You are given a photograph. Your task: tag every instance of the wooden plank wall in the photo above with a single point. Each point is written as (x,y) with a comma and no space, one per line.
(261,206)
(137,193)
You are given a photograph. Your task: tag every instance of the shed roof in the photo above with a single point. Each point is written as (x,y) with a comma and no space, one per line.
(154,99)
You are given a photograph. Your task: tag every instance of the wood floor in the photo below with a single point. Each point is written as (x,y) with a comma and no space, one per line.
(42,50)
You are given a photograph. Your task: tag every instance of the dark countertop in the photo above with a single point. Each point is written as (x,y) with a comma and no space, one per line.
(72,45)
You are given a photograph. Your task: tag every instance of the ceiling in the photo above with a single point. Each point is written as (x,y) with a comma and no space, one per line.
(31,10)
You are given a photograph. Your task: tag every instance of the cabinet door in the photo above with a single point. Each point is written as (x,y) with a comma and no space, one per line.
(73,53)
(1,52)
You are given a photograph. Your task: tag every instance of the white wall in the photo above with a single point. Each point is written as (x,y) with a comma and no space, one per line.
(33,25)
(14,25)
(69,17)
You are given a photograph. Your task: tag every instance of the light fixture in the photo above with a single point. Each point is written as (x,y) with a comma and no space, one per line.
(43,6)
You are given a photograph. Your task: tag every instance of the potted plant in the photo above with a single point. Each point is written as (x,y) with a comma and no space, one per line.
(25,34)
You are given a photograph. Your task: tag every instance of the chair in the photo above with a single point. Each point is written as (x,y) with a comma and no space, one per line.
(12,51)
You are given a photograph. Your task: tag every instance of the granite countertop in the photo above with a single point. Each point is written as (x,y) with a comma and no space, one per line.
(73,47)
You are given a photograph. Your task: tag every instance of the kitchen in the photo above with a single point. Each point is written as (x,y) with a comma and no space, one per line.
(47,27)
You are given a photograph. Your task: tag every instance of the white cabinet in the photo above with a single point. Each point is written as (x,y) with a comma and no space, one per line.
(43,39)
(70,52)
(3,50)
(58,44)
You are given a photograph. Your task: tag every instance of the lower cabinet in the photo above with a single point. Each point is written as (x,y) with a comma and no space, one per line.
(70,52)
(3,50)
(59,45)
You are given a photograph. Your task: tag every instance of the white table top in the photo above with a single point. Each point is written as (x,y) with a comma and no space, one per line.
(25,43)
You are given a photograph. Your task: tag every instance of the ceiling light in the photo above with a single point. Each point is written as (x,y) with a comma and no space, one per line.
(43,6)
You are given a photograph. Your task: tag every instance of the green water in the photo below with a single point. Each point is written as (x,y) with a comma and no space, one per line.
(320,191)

■ **Directions for this task**
Copy every entry above word for word, keeping the original line breaks and order.

■ **Exercise solution**
You are given a photograph. Your task: tag every instance of the wooden plank wall in the photo above with a single point. Each point is written as (x,y) with a comma and no space, one per line.
(261,206)
(137,193)
You are given a photograph. Your task: tag every instance of the shed roof in the photo above with a single point. Each point is written as (x,y) with a comma and no space, one per line.
(154,99)
You are given a photograph. Your task: tag every instance of the wood floor in the photo below with a single point. Each point is written as (x,y) with a comma and no space, one per line.
(42,50)
You are given a photograph. Your task: tag every instance of the dark countertop in the photo above with a single point. Each point is written as (x,y) with a comma and no space, one per line.
(72,45)
You are given a photograph. Your task: tag every instance of the ceiling in the photo above with a single point. Each point is written as (x,y) with a comma and no space, one per line.
(31,10)
You are given a photograph. Your task: tag every instance of the cabinet door in the photo above with a single point. Each point is written as (x,y) with a comma and no space, one per line.
(73,53)
(1,52)
You are given a photograph. Your task: tag every instance of the white wall in the photo above with a single point. Each point is written as (x,y) with a comma and no space, one per line.
(33,25)
(14,25)
(69,17)
You are given a photograph. Your task: tag every instance of the light fixture in the photo above with a single point. Each point is written as (x,y) with a comma and no space, one per line.
(43,6)
You are given a photograph. Your task: tag every instance of the potted plant in the photo above with a single point. Each point is written as (x,y) with a comma and no space, one per line.
(25,34)
You are given a photograph. Your task: tag every instance of the chair in the photo above with a single point. Each point is written as (x,y) with a comma and no space, one per line.
(12,51)
You are given a photograph. Your task: tag every instance of the granite countertop in the photo above with a single point. Each point is written as (x,y) with a comma and no space, one per line.
(73,47)
You are given a photograph. Your task: tag every instance of the kitchen in the photo above with a single point. Each point is written as (x,y) with a comma and no space, one per line.
(47,27)
You are given a photograph. Your task: tag every instance of the white cabinet in the photo above with a single point. Each point is written as (x,y) with a comma and no space, one per line.
(43,39)
(70,52)
(3,50)
(58,44)
You are given a photograph. Your task: tag every instance of the lower cabinet in the photo above with a single point. Each point is written as (x,y) with a comma and no space, one per line.
(70,52)
(3,50)
(59,45)
You are given a photograph. Your task: tag every instance of the white table top in the photo above with a single point. Each point is written as (x,y) with a comma and no space, one per line.
(25,43)
You are given a photograph. Your task: tag every instance of the ceiling light in the photo above with a single point. Each point is written as (x,y) with a comma and no space, one per line.
(43,6)
You are given a photograph. Your task: tag every instance of the green water in the photo below with a single point. Each point is written as (x,y) with a comma and no space, one per line.
(320,191)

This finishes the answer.